OBJECTIVES:
a: Set down word for word the passage of the Capcom Pro Tour article starting at "Footing the CPT" and ending at "tour look good?".
b: Count the lines of the rows that contain the string "roof", and reply with only that number.

DOCUMENT EXTRACT:
"""
Footing the CPT bill

The problem with integrating that plan into the FGC is that it is comprised primarily of open-bracket tournaments, which introduce that element of chaos where a “pro” player could be knocked out by a “fluke.” And God forbid there not be an opportunity to show off the logos of these massive corporations who made the arduous choice of putting pennies in the pockets of these pro teams in exchange for a chunk of air-time! Clearly this problem needed addressing, but uprooting the way FGC tournaments are structured is a pretty Herculean task. Instead of doing that, what if the people footing the bill for a big, year-long tour could subtly make it so that the deck was stacked in the favor of the more marketable players, the ones with either salaries or comped travel, who could make their tour look good?

Enter the 2018 Capcom Pro Tour! As in years before, the tour is divided up into three categories: Evolution, the biggest tournament of the year, Premiers, which are the really big majors, and Ranking events, which are the regional events/online tournaments. Every event, taking place over the course of roughly ten months, gives its top placers points on the Global leaderboard, which will eventually move its 26 highest placers to the Capcom Cup finals, and Ranking events also give you points on a separate Regional leaderboard, which correlates with one of the four distinct regions – North America, Latin America, Asia, and Europe- where the event takes place.

The Capcom Pro Tour global leaderboard. n the right side, the amount of points ach player earned. ©Capcom

Capcom Cup finals also feature the winners of the Regional Finals, which are tournaments where the top placers on the Regional leaderboard for that area duke it out for supremacy. Confusing, yes, but it typically ends up working out, with some regions that aren’t heavily featured getting a featured player into Capcom Cup in order to test their skills on the world stage.

There are more Ranking events than Premier events, so they are worth less, which makes total sense, as does separating Regional and Global leaderboards so that every region has a shot at going to a Premier or Ranking event and seeing a reward for both. However, between 2017 and 2018, not only did the total amount of tournaments on the CPT go down, but they drastically nerfed how many points you earn from a Ranking event, lowered the overall point depth, and changed the regional spread of the tournaments.
"""
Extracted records
"""
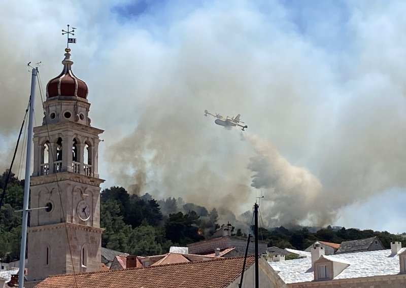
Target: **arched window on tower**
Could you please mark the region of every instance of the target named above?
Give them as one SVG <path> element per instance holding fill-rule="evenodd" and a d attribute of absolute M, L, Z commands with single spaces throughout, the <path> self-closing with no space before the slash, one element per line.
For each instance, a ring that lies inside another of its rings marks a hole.
<path fill-rule="evenodd" d="M 47 245 L 46 253 L 45 254 L 45 265 L 47 266 L 49 265 L 50 253 L 49 246 Z"/>
<path fill-rule="evenodd" d="M 49 142 L 44 143 L 42 149 L 41 175 L 48 175 L 49 173 Z"/>
<path fill-rule="evenodd" d="M 72 143 L 72 169 L 75 173 L 79 173 L 80 163 L 78 155 L 78 140 L 76 138 L 73 139 Z"/>
<path fill-rule="evenodd" d="M 62 138 L 59 137 L 56 141 L 56 160 L 54 162 L 54 172 L 60 172 L 62 169 Z"/>
<path fill-rule="evenodd" d="M 83 166 L 85 174 L 87 176 L 92 176 L 92 147 L 90 143 L 86 141 L 85 142 L 85 151 L 83 157 Z"/>
<path fill-rule="evenodd" d="M 82 251 L 80 254 L 80 262 L 82 267 L 86 268 L 87 266 L 87 249 L 86 244 L 82 246 Z"/>

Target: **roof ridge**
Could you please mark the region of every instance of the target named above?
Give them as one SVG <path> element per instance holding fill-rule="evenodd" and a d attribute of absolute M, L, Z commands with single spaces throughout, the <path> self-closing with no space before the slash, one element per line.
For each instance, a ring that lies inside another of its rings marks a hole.
<path fill-rule="evenodd" d="M 210 262 L 212 262 L 213 261 L 231 261 L 233 259 L 240 259 L 243 258 L 244 257 L 230 257 L 228 258 L 224 258 L 219 257 L 216 259 L 213 259 L 213 260 L 210 260 Z M 251 259 L 253 259 L 254 258 L 254 255 L 250 255 L 247 257 L 247 259 L 248 259 L 249 258 L 250 260 Z M 117 271 L 124 271 L 124 270 L 135 270 L 135 269 L 160 269 L 161 267 L 164 267 L 165 266 L 174 266 L 174 265 L 193 265 L 199 263 L 207 263 L 207 261 L 193 261 L 190 262 L 182 262 L 180 263 L 172 263 L 169 264 L 162 264 L 161 265 L 157 265 L 155 266 L 149 266 L 146 267 L 133 267 L 130 268 L 123 268 L 121 269 L 115 269 L 115 270 L 108 270 L 106 271 L 99 271 L 96 272 L 89 272 L 86 273 L 77 273 L 76 275 L 76 276 L 79 275 L 89 275 L 89 274 L 100 274 L 100 273 L 117 273 Z M 246 270 L 248 269 L 248 266 L 246 266 Z M 47 278 L 57 278 L 57 277 L 68 277 L 71 276 L 72 274 L 58 274 L 58 275 L 50 275 Z"/>

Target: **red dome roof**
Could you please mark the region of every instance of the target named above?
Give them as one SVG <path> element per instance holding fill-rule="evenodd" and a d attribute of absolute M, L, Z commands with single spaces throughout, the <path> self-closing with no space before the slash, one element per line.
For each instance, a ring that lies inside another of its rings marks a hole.
<path fill-rule="evenodd" d="M 56 77 L 49 81 L 47 85 L 47 98 L 56 96 L 71 96 L 86 99 L 88 90 L 83 80 L 78 78 L 72 72 L 71 66 L 73 61 L 69 52 L 71 49 L 65 49 L 65 59 L 62 61 L 63 70 Z"/>

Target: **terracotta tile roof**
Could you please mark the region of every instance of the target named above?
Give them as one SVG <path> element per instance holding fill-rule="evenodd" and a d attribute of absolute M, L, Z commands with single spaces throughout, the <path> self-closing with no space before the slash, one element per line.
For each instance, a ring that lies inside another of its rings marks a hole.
"""
SOLUTION SET:
a:
Footing the CPT bill

The problem with integrating that plan into the FGC is that it is comprised primarily of open-bracket tournaments, which introduce that element of chaos where a “pro” player could be knocked out by a “fluke.” And God forbid there not be an opportunity to show off the logos of these massive corporations who made the arduous choice of putting pennies in the pockets of these pro teams in exchange for a chunk of air-time! Clearly this problem needed addressing, but uprooting the way FGC tournaments are structured is a pretty Herculean task. Instead of doing that, what if the people footing the bill for a big, year-long tour could subtly make it so that the deck was stacked in the favor of the more marketable players, the ones with either salaries or comped travel, who could make their tour look good?

b: 3